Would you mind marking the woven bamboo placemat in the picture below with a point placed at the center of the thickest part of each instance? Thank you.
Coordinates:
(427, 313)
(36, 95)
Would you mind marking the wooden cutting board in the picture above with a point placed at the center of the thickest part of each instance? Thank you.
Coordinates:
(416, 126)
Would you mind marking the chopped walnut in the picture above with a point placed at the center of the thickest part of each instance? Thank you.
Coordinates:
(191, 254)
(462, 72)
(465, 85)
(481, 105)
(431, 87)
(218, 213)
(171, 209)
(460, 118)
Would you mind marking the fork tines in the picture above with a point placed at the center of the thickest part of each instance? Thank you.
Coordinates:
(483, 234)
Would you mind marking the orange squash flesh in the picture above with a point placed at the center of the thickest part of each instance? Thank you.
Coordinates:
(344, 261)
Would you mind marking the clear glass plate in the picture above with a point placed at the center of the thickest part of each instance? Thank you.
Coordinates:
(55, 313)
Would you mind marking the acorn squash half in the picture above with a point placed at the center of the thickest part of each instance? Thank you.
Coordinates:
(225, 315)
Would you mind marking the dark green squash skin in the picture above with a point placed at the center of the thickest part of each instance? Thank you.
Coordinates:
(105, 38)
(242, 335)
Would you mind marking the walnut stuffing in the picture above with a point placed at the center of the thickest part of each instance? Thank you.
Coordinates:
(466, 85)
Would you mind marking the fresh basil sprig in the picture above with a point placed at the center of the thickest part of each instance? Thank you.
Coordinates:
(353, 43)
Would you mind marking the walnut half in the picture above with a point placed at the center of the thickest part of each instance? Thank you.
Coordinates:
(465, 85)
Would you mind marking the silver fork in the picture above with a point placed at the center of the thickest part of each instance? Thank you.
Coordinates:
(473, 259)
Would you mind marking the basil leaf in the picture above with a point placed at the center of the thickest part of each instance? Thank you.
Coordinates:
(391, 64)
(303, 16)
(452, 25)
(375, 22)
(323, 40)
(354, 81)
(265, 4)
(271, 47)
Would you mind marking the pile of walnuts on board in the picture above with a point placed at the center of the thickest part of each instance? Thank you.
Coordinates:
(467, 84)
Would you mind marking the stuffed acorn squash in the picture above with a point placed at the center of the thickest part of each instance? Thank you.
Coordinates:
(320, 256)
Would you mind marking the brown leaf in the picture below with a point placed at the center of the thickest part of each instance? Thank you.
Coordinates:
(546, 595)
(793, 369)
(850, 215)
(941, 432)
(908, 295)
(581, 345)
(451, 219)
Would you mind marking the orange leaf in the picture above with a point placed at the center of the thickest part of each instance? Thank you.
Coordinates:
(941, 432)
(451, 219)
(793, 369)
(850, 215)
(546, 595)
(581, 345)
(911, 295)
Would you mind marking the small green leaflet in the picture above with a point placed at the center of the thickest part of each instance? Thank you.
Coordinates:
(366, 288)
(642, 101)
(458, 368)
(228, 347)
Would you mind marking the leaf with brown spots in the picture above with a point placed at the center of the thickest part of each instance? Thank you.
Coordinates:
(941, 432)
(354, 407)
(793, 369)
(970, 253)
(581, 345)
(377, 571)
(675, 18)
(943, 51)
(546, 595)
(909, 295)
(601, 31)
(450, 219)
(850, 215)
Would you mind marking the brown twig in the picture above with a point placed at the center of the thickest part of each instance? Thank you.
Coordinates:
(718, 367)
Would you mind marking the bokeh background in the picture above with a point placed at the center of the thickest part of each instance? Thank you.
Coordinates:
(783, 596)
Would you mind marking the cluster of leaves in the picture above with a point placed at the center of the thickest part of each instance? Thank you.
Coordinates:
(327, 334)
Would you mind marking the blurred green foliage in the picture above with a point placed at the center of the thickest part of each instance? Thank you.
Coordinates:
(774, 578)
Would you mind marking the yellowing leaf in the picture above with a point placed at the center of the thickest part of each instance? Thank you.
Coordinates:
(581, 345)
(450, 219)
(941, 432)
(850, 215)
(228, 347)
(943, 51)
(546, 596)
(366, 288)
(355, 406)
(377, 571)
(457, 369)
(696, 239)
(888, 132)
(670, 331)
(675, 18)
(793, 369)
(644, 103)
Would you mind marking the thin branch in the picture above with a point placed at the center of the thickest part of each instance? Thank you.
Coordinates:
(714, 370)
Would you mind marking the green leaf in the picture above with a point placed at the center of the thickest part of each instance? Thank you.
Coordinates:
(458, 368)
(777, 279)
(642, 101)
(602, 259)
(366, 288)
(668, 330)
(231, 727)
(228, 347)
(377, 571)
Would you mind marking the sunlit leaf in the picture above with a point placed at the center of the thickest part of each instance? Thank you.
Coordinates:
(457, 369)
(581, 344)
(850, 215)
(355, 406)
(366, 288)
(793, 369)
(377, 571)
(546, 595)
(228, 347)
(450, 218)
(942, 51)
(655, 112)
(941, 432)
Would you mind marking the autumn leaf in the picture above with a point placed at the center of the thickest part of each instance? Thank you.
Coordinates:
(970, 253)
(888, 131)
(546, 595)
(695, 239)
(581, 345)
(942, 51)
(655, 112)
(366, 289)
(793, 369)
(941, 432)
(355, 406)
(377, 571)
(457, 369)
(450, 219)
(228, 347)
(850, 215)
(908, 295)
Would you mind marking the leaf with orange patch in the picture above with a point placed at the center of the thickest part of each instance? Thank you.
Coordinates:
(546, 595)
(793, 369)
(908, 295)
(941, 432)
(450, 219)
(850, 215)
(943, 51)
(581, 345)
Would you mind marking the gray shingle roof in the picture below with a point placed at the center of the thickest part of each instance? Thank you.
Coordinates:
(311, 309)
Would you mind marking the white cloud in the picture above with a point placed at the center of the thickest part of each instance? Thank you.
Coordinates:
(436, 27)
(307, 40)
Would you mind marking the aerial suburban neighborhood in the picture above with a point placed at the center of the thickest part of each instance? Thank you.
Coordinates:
————————
• [TO BE DONE]: Return all of the rows above word for word, with nothing added or changed.

• [SOLUTION]:
Would you mind marking the woven bamboo placemat in the picture below with a point placed at the center of the thickest part of each instance? Thank you.
Coordinates:
(427, 313)
(36, 95)
Would you mind marking the wooden cutting board in the picture above with a point placed at the center of the thickest part of each instance? Thank you.
Coordinates:
(416, 126)
Would you mind marking the chopped walnut in the picture above with a point placed at the center of the thickest part of each instance? Thank you.
Coordinates:
(191, 254)
(462, 72)
(465, 85)
(481, 105)
(431, 87)
(218, 213)
(171, 209)
(460, 118)
Would you mind marking the fork tines in the picture above with a point placed at the center of the thickest part of each instance? Thank you.
Coordinates:
(483, 234)
Would you mind marking the orange squash flesh in the picture above with a point placed at the center of the thickest part of each instance? Thank you.
Coordinates:
(344, 261)
Would you mind marking the clear glass plate in the picture above with a point placed at the center of the thickest part of each instance? Thank you.
Coordinates:
(55, 313)
Would you mind marking the acorn squash half in the picture above with a point placed at the center of the thickest part of each instance? Thank you.
Coordinates:
(225, 315)
Would you mind marking the dark green squash skin in the picture above with a point placed at the center of the thickest part of each instance? Thank you.
Coordinates:
(105, 38)
(242, 335)
Would you mind marking the walnut stuffing in the picture above with a point placed at the center of the thickest part of each instance? Thank you.
Coordinates:
(466, 85)
Would you mind marking the fresh basil sprig in the picture above with a point placed at the center of the thickest part of each instance? Thank you.
Coordinates:
(353, 43)
Would you mind marking the walnut half in the picture above with a point placed at the center of the thickest part of each instance? Thank you.
Coordinates:
(465, 85)
Would you mind marking the silver fork in the picture above with a point placed at the center of the thickest part of each instance? Thank you.
Coordinates:
(473, 259)
Would you mind marking the basil leaf in the picture above with a point placed at the center of the thickest part of each instance? Thank you.
Coordinates:
(391, 64)
(303, 16)
(452, 25)
(375, 22)
(323, 40)
(354, 81)
(265, 4)
(271, 47)
Would you mind marking the pile of walnuts on board in the picture above with a point placed at the center of the thickest part of each instance? Thank you.
Coordinates:
(467, 84)
Would you mind marking the stuffed acorn squash in the picture above with a point placed at the center of the thickest part of each instance? Thank you.
Coordinates:
(320, 256)
Would you mind marking the brown leaf in the picture below with a point placed at the center of the thickest part of each instance? Thank you.
Coordinates:
(546, 595)
(793, 369)
(850, 215)
(941, 432)
(908, 295)
(581, 345)
(451, 219)
Would you mind marking the orange leaf in the picture above with a point placed at the center of the thickest part of each instance? Thank you.
Coordinates:
(941, 432)
(451, 219)
(793, 369)
(850, 215)
(546, 595)
(581, 345)
(911, 295)
Would you mind marking the small green leaflet in the picture above with a point placed at the center of the thickest part of each instance? Thank you.
Coordinates:
(366, 288)
(642, 101)
(458, 368)
(228, 347)
Would you mind marking the leaf with brown spots in the picture above with a point placed at the center of the thickest part of each instance? Thank you.
Coordinates:
(941, 432)
(354, 407)
(793, 369)
(970, 253)
(581, 345)
(377, 571)
(675, 18)
(943, 51)
(546, 595)
(909, 295)
(601, 31)
(450, 219)
(850, 215)
Would you mind marking the brown twig in the picture above with a point placed at the center of the thickest part of each instance? Thank you.
Coordinates:
(718, 367)
Would you mind marking the bokeh background in the picture above with a point placed at the center of the thickest part of each instance? Thank you.
Coordinates:
(783, 596)
Would you mind marking the cluster of leaves in the picture above with a point placed at the center of the thickest part of each instance? Thank you.
Coordinates:
(327, 334)
Would you mind marking the blurred green foliage in the picture above with a point placed at the center of the thickest part of each instance? Thank you.
Coordinates:
(774, 578)
Would you mind marking the yellowing leaf in the picture above with a point placed at the center of the thickest part of each instance? Thank you.
Coordinates:
(581, 345)
(450, 219)
(941, 432)
(850, 215)
(228, 347)
(943, 51)
(546, 596)
(366, 288)
(355, 406)
(377, 571)
(457, 369)
(696, 239)
(888, 132)
(670, 331)
(675, 18)
(793, 369)
(644, 103)
Would you mind marking the thin branch in the picture above with a point placed at the center of the thickest part of each instance? Thank you.
Coordinates:
(714, 370)
Would you mind marking the green leaf in the picture above with a point placed at the center of the thickest part of each instance? Thank you.
Coordinates:
(458, 368)
(777, 279)
(642, 101)
(602, 259)
(366, 288)
(668, 330)
(231, 727)
(228, 347)
(377, 571)
Would you mind marking the sunlit leaf in the picture above with a point placed at the center of the thickest part of each instance? Thank you.
Coordinates:
(457, 369)
(581, 344)
(850, 215)
(355, 406)
(366, 288)
(793, 369)
(377, 571)
(546, 595)
(228, 347)
(450, 218)
(942, 51)
(655, 112)
(941, 432)
Would you mind marking the autumn leaf in the picture above with a point placed at the center of the thickest part of each instance? Thank you.
Coordinates:
(970, 253)
(888, 131)
(546, 595)
(695, 239)
(581, 345)
(942, 51)
(655, 112)
(366, 289)
(793, 369)
(941, 432)
(355, 406)
(377, 571)
(457, 369)
(450, 219)
(228, 347)
(850, 215)
(908, 295)
Would you mind marking the leaf with orange patch in the picture above with a point placed at the center of the thickest part of each instance? Thank you.
Coordinates:
(546, 595)
(793, 369)
(908, 295)
(941, 432)
(450, 219)
(850, 215)
(943, 51)
(581, 345)
Would you mind marking the gray shingle roof in the picture below with a point placed at the center of the thickest part of each instance? Thank you.
Coordinates:
(311, 309)
Would you mind marking the white cloud in the picture above with a point placed at the center of the thickest part of each instance? Thank you.
Coordinates:
(436, 27)
(307, 40)
Would you mind marking the aerial suburban neighborhood in the picture above with a point placed at the center of the thickest part of each instance? Thank you.
Coordinates:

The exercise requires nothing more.